Start Dataset entries
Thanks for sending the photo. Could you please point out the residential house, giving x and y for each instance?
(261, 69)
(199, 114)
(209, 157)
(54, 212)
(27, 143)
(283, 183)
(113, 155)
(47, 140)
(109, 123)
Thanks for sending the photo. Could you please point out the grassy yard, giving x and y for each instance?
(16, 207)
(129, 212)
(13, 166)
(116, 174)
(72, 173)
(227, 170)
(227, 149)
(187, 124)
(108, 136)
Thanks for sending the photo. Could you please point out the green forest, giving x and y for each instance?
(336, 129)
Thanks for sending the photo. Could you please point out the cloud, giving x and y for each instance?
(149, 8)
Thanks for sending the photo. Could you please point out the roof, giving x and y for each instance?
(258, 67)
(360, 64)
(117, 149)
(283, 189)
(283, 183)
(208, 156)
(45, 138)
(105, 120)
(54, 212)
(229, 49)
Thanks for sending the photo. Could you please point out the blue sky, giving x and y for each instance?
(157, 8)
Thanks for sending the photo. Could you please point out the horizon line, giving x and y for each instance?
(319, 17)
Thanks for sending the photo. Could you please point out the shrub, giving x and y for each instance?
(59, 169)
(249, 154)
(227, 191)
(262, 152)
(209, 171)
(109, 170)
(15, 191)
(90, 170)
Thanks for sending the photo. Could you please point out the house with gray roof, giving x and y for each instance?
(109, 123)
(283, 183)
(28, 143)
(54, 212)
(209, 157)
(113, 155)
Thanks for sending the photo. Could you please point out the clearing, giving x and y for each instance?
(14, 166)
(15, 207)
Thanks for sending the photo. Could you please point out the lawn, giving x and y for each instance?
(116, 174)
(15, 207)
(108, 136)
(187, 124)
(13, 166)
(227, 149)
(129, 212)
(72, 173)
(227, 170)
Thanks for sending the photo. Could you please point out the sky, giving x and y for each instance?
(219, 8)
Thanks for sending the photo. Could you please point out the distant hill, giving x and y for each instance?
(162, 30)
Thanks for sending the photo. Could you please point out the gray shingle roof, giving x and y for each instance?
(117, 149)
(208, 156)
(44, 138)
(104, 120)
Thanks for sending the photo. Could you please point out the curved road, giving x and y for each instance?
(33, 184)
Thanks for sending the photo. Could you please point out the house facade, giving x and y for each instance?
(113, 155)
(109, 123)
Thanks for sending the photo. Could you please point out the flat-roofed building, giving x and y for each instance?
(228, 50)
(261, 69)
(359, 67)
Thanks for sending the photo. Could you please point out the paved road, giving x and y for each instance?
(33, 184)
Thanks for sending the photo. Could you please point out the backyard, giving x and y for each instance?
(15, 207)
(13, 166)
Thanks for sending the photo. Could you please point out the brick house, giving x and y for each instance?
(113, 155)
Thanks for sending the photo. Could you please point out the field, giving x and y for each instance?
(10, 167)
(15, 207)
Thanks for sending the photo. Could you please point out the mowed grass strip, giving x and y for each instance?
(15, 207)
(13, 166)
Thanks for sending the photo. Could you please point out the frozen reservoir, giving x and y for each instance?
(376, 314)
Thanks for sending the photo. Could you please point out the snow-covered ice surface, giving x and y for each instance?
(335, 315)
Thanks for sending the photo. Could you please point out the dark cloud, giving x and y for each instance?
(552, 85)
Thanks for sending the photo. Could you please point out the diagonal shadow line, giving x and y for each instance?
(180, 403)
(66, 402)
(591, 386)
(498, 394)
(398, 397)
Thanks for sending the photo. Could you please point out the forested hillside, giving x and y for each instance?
End Dataset entries
Output the records above in their entirety, exactly.

**Output**
Thanks for sending the photo. Could you please point out the residential house, giving x and y for each instance?
(261, 69)
(199, 114)
(209, 157)
(54, 212)
(27, 143)
(283, 183)
(113, 155)
(47, 140)
(109, 123)
Thanks for sending the photo. Could you please point out the grassy yard, giving x and y for each instance?
(16, 207)
(129, 212)
(13, 166)
(116, 174)
(72, 173)
(227, 170)
(227, 149)
(187, 124)
(108, 136)
Thanks for sending the photo. Could you please point out the green forest, giving x and y for each instance?
(336, 129)
Thanks for sending the photo. Could you please point out the cloud, giving x and y for each instance?
(149, 8)
Thanks for sending the photo. Could you please point out the roof, giving x and y for each instance?
(258, 67)
(360, 64)
(117, 149)
(283, 189)
(283, 183)
(208, 156)
(45, 138)
(105, 120)
(54, 212)
(229, 49)
Thanks for sending the photo. Could you please point out the blue sky, giving x and y for each instance?
(157, 8)
Thanks for sending the photo. Could you please point out the horizon line, giving x and y for each instance?
(319, 17)
Thanks for sending the photo. Could you please point out the shrub, giving x and y for each instance?
(59, 169)
(249, 154)
(227, 191)
(262, 152)
(209, 171)
(109, 170)
(15, 191)
(90, 170)
Thanks for sending the photo. Could you please point out the house with gray roof, giving x and y for each instance?
(109, 123)
(283, 183)
(28, 143)
(54, 212)
(209, 157)
(113, 155)
Thanks for sending the photo. Could you please point out the clearing, giving x and y for each instance?
(14, 166)
(15, 207)
Thanks for sending the photo. Could you please point out the lawn, giving x and y for each instance?
(116, 174)
(15, 207)
(108, 136)
(187, 124)
(13, 166)
(227, 149)
(129, 212)
(72, 173)
(227, 170)
Thanks for sending the photo. Could you please point out the sky, giving x and y for each instance?
(219, 8)
Thanks for sending the photo. Could you please point out the distant hill, giving x and y for each instance?
(162, 30)
Thanks for sending the photo. Could you please point out the gray shingle roof, giving x and y for each instance?
(117, 149)
(208, 156)
(44, 138)
(104, 120)
Thanks for sending the photo. Could you please point out the curved road, giving x and y for each instance?
(33, 184)
Thanks for sending the photo. Could you please point out the house facade, giving x and y for each instance?
(113, 155)
(109, 123)
Thanks for sending the photo. Could you please point out the flat-roofed building, giving x and y for each instance?
(228, 50)
(261, 69)
(359, 67)
Thanks for sending the photo. Could you please point out the paved road, giving x and y for each instance?
(33, 184)
Thanks for sending the photo. Could you please point out the backyard, giving x and y for each instance?
(15, 207)
(13, 166)
Thanks for sending the photo. Could you please point out the brick house, giving x and y for each instance?
(113, 155)
Thanks for sending the photo. Could you please point out the field, giving x and y for each instance?
(10, 167)
(15, 207)
Thanks for sending the photo. Could you please point out the mowed grass strip, giving x and y for each instance?
(15, 207)
(13, 166)
Thanks for sending the photo. Could you please point out the frozen reservoir, giving x and y for each instance?
(376, 314)
Thanks for sending the photo. Could you please point out the snow-covered ice surface, giving x and y for each instance?
(335, 315)
Thanks for sending the photo. Could you please point out the dark cloud, giving x and y for each instance?
(552, 85)
Thanks for sending the photo. Could you please point out the diagonal shadow line, giving x and y for each instance?
(180, 403)
(66, 402)
(591, 386)
(498, 394)
(398, 397)
Thanks for sending the photo. Could you please point out the forested hillside, giving x and y for each instance?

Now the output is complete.